:: WHAT TO PRODUCE ::
The answer required is how many lines of the following entries contain the word "beak", with no other words.

━━━━━ GIVEN ENTRIES ━━━━━

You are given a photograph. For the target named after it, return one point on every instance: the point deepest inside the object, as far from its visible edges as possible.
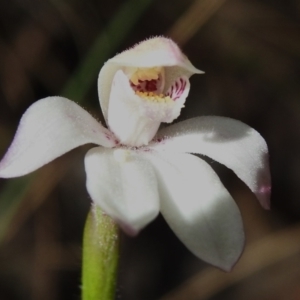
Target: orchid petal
(230, 142)
(48, 129)
(155, 52)
(124, 185)
(199, 209)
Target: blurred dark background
(250, 53)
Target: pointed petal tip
(263, 195)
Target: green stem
(100, 256)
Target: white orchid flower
(136, 172)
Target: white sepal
(229, 142)
(198, 208)
(154, 52)
(49, 128)
(124, 185)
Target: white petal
(155, 52)
(49, 128)
(199, 209)
(230, 142)
(124, 185)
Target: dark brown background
(250, 52)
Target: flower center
(147, 80)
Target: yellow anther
(150, 96)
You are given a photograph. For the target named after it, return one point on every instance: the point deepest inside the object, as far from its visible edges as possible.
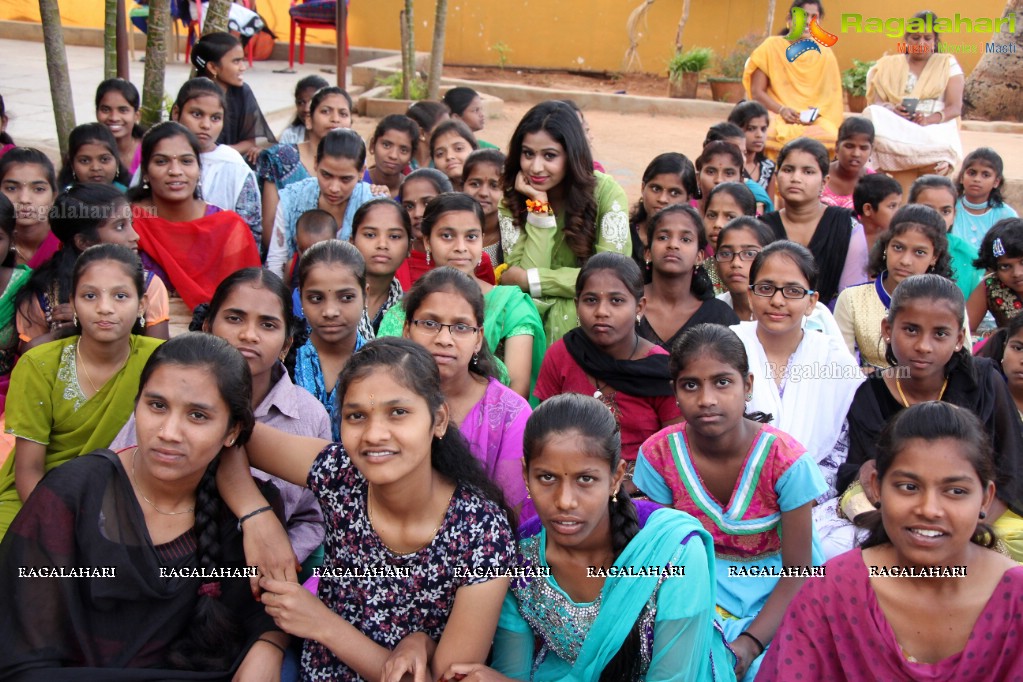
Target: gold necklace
(369, 511)
(905, 403)
(85, 368)
(151, 503)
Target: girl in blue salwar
(563, 620)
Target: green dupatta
(46, 406)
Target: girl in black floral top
(412, 527)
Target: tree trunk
(993, 91)
(770, 16)
(216, 16)
(156, 60)
(109, 39)
(437, 52)
(638, 15)
(56, 67)
(407, 49)
(681, 26)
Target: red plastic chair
(303, 24)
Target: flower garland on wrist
(540, 208)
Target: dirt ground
(651, 85)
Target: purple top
(493, 428)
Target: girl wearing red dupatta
(194, 243)
(926, 597)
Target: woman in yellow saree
(72, 396)
(788, 89)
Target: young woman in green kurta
(565, 212)
(452, 230)
(72, 396)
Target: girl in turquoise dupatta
(452, 229)
(11, 281)
(74, 395)
(569, 617)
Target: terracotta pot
(856, 102)
(726, 90)
(684, 87)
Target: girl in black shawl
(607, 358)
(220, 57)
(832, 234)
(125, 565)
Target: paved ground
(624, 143)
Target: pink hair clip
(211, 590)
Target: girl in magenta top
(926, 597)
(605, 357)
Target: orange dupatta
(196, 255)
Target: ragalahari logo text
(800, 45)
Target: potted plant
(728, 86)
(854, 84)
(683, 72)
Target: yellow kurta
(812, 80)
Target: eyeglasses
(459, 329)
(767, 290)
(728, 257)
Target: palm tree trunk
(992, 91)
(681, 26)
(437, 51)
(216, 16)
(407, 49)
(109, 39)
(156, 61)
(56, 66)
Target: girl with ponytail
(581, 612)
(750, 486)
(172, 601)
(403, 497)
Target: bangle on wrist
(542, 208)
(756, 641)
(273, 644)
(253, 513)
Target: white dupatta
(819, 382)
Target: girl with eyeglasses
(806, 379)
(679, 294)
(332, 285)
(607, 358)
(444, 314)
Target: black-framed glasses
(457, 329)
(790, 291)
(728, 257)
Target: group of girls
(490, 379)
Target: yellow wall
(587, 35)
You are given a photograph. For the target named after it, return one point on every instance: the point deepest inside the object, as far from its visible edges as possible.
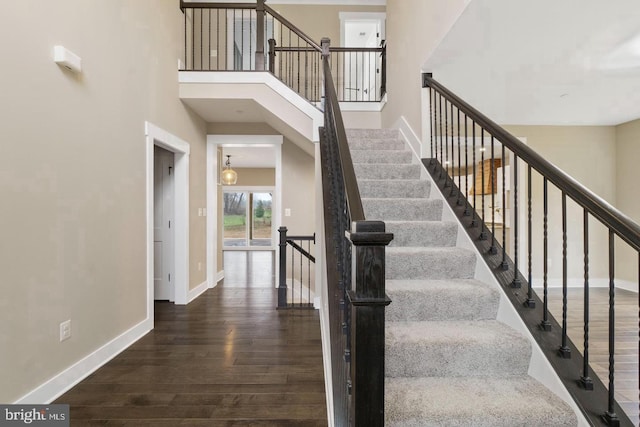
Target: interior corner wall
(73, 180)
(414, 30)
(588, 154)
(627, 179)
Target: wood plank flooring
(227, 359)
(626, 342)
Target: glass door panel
(261, 230)
(235, 218)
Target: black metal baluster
(293, 276)
(545, 324)
(466, 168)
(516, 278)
(446, 144)
(585, 380)
(475, 189)
(610, 416)
(492, 176)
(504, 264)
(530, 302)
(193, 39)
(564, 350)
(483, 234)
(432, 117)
(452, 191)
(441, 159)
(458, 200)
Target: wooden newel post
(282, 266)
(368, 301)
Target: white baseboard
(579, 283)
(197, 291)
(65, 380)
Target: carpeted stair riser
(429, 263)
(396, 188)
(477, 402)
(373, 171)
(461, 348)
(376, 144)
(424, 300)
(380, 157)
(402, 209)
(422, 233)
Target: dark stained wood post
(282, 282)
(368, 301)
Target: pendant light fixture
(229, 176)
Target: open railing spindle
(592, 394)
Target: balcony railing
(254, 37)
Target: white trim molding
(65, 380)
(180, 148)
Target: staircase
(448, 360)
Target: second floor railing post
(368, 301)
(272, 56)
(282, 268)
(260, 14)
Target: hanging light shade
(229, 176)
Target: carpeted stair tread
(376, 144)
(477, 402)
(429, 263)
(396, 188)
(420, 300)
(373, 133)
(381, 156)
(402, 209)
(423, 233)
(463, 348)
(390, 171)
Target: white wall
(73, 175)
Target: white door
(362, 69)
(163, 248)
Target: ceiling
(545, 62)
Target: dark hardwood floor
(626, 342)
(229, 358)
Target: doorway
(248, 218)
(163, 219)
(361, 69)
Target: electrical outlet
(65, 330)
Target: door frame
(214, 186)
(274, 229)
(380, 17)
(157, 136)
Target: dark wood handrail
(192, 5)
(292, 27)
(621, 224)
(352, 192)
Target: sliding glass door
(247, 219)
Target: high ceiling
(569, 62)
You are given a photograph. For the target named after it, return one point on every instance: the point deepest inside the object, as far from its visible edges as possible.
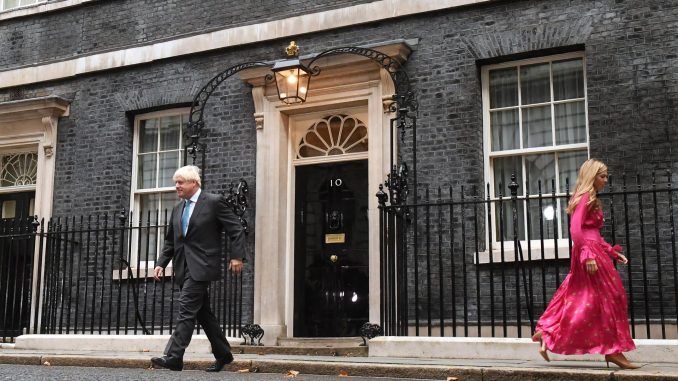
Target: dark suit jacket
(200, 249)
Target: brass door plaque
(335, 238)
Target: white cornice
(40, 8)
(292, 26)
(34, 108)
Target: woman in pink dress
(588, 311)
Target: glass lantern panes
(537, 131)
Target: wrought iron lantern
(292, 78)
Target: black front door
(331, 250)
(17, 246)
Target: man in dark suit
(193, 243)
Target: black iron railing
(473, 265)
(92, 277)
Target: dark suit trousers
(194, 305)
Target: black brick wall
(632, 82)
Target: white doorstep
(112, 343)
(503, 349)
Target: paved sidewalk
(437, 369)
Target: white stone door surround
(30, 125)
(344, 84)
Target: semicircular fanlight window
(334, 135)
(18, 169)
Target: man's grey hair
(188, 173)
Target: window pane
(504, 127)
(543, 218)
(147, 171)
(170, 130)
(537, 127)
(148, 136)
(570, 122)
(540, 168)
(9, 209)
(503, 168)
(503, 88)
(568, 79)
(504, 220)
(534, 84)
(169, 163)
(568, 166)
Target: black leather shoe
(219, 364)
(168, 362)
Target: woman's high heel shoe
(620, 360)
(542, 346)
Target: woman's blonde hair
(188, 173)
(587, 176)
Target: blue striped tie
(184, 216)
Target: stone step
(305, 350)
(321, 342)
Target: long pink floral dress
(588, 312)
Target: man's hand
(157, 271)
(235, 265)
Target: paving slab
(413, 368)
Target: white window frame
(146, 267)
(549, 245)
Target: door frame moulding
(367, 86)
(31, 125)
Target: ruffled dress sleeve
(577, 230)
(612, 250)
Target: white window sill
(140, 273)
(534, 255)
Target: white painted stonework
(30, 125)
(224, 38)
(349, 84)
(112, 343)
(504, 349)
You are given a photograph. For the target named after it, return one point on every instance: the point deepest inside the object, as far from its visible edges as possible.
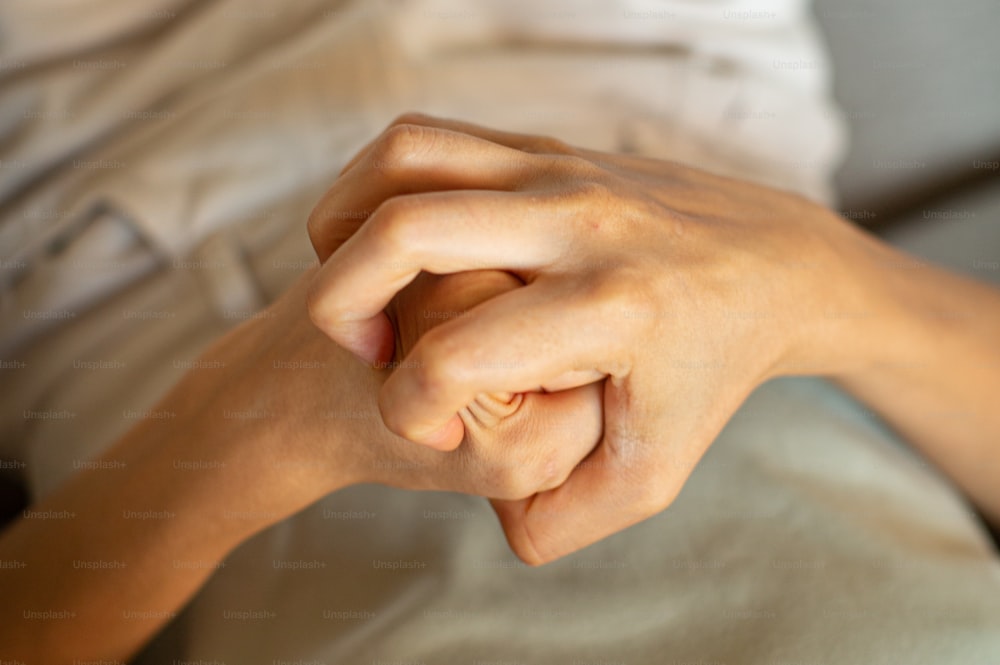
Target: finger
(406, 159)
(440, 232)
(625, 480)
(515, 342)
(524, 142)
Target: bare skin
(684, 290)
(256, 473)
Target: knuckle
(512, 484)
(435, 369)
(389, 227)
(580, 167)
(321, 311)
(394, 151)
(548, 145)
(410, 118)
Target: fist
(515, 444)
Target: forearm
(921, 347)
(123, 549)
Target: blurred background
(919, 81)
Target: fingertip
(446, 438)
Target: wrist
(854, 314)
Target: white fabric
(155, 198)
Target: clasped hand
(673, 292)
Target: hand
(685, 290)
(322, 408)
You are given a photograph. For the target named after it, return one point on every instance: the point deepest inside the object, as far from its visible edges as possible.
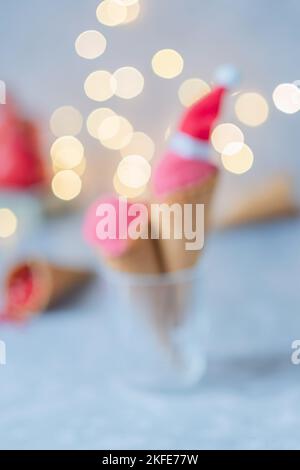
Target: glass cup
(161, 328)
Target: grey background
(39, 63)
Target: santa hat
(192, 140)
(21, 165)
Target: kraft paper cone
(51, 284)
(273, 201)
(174, 254)
(141, 257)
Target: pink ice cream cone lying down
(185, 175)
(21, 163)
(117, 248)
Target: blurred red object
(21, 163)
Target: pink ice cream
(175, 173)
(117, 215)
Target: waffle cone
(174, 254)
(273, 201)
(55, 283)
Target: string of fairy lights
(116, 133)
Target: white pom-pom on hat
(227, 76)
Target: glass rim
(140, 279)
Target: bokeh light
(67, 152)
(90, 44)
(66, 185)
(96, 118)
(8, 223)
(127, 3)
(237, 161)
(252, 109)
(79, 169)
(167, 63)
(225, 134)
(100, 85)
(115, 132)
(134, 171)
(111, 13)
(286, 98)
(129, 82)
(133, 12)
(66, 120)
(125, 191)
(192, 90)
(140, 144)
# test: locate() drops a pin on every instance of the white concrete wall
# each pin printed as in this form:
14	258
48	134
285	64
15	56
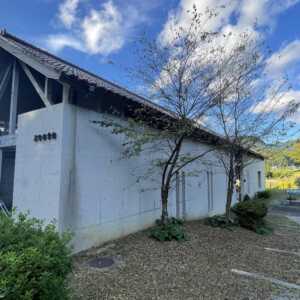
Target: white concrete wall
106	200
250	177
38	164
81	180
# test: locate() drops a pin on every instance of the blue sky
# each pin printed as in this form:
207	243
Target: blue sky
91	33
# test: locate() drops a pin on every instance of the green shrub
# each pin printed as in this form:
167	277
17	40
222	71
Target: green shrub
250	214
291	197
297	182
34	260
172	230
263	194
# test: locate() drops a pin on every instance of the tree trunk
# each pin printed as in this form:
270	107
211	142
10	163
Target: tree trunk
230	188
164	203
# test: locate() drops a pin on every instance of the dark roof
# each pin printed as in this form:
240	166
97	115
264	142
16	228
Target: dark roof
66	69
59	69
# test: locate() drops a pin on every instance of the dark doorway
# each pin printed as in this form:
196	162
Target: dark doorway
7	176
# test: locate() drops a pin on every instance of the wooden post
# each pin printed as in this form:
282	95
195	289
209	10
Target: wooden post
14	99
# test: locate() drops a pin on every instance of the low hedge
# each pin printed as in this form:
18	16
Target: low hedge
34	260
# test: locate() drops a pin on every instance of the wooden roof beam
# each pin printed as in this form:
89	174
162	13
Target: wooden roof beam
5	80
43	94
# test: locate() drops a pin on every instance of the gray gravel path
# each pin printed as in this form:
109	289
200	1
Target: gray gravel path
197	269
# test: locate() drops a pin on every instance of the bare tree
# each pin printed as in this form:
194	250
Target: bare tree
188	76
252	110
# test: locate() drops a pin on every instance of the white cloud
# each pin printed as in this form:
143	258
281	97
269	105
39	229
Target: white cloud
104	31
101	29
248	15
67	12
286	58
262	12
57	42
279	103
181	16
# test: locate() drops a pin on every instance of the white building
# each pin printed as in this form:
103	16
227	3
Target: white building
57	165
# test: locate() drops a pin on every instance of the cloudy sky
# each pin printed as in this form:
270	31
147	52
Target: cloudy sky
91	33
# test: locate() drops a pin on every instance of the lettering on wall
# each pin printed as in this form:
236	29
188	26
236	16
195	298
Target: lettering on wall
45	137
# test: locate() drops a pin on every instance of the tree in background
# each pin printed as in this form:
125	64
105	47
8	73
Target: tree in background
253	110
294	153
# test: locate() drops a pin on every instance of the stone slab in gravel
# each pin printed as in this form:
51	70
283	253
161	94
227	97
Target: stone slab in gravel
199	268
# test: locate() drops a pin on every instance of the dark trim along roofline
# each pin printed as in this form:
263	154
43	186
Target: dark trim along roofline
56	68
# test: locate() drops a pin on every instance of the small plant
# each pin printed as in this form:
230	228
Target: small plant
250	214
218	221
171	230
297	182
246	198
34	260
263	194
291	197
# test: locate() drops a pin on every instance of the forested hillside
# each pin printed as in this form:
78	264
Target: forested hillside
282	164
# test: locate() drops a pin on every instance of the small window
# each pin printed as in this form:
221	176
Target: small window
259	179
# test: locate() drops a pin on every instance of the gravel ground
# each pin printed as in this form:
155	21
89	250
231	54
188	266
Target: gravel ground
199	268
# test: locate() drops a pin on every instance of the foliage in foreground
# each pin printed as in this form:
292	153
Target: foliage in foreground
219	221
34	260
172	230
251	214
266	194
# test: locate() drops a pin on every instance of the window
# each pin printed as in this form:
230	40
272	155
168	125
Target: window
259	179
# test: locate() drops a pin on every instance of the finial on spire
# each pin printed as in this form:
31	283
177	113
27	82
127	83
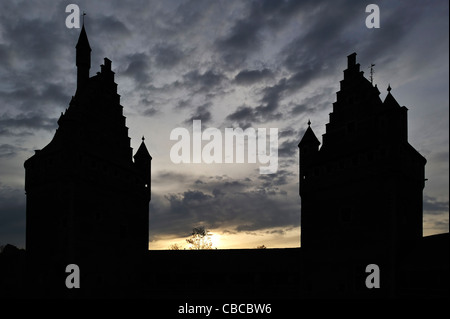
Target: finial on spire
371	72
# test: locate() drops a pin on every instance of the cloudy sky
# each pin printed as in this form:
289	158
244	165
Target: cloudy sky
260	64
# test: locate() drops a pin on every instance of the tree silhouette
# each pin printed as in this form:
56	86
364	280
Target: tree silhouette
175	247
200	239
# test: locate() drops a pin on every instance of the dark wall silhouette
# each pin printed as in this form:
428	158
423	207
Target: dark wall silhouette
361	192
361	197
87	200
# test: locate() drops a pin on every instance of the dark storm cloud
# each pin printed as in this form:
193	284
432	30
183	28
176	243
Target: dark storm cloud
288	148
167	55
222	202
248	77
28	121
109	26
8	150
246	34
138	68
202	113
433	206
203	82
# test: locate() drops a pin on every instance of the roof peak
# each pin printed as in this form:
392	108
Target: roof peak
83	42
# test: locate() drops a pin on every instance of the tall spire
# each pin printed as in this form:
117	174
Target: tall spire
83	58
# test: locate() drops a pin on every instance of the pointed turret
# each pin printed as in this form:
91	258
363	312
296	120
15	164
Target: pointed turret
142	160
390	101
309	140
83	59
309	149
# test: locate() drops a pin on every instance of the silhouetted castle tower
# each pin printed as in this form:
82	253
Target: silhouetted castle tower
87	201
362	190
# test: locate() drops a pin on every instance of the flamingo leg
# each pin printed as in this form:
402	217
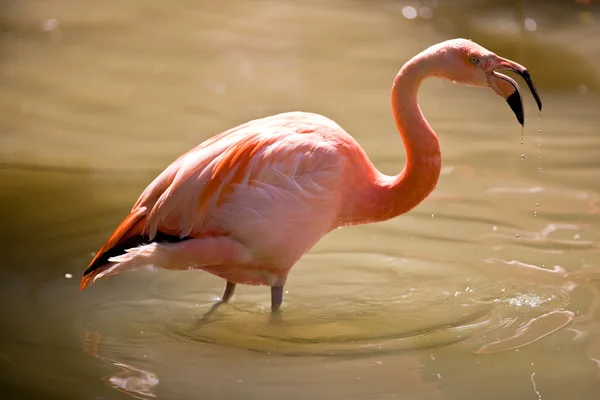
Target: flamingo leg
276	298
229	289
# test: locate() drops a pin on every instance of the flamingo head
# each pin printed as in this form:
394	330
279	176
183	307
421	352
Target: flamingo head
468	63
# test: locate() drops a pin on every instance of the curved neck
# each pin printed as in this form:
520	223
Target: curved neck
390	196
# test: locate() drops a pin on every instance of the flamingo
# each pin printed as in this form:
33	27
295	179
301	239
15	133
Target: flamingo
246	204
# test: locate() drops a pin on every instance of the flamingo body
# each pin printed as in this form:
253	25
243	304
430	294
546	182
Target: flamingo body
246	204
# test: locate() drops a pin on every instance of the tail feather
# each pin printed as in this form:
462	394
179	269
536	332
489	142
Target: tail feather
125	236
128	235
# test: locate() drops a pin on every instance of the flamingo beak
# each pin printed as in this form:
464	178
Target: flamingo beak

━━━━━

:: EXERCISE SOLUTION ::
2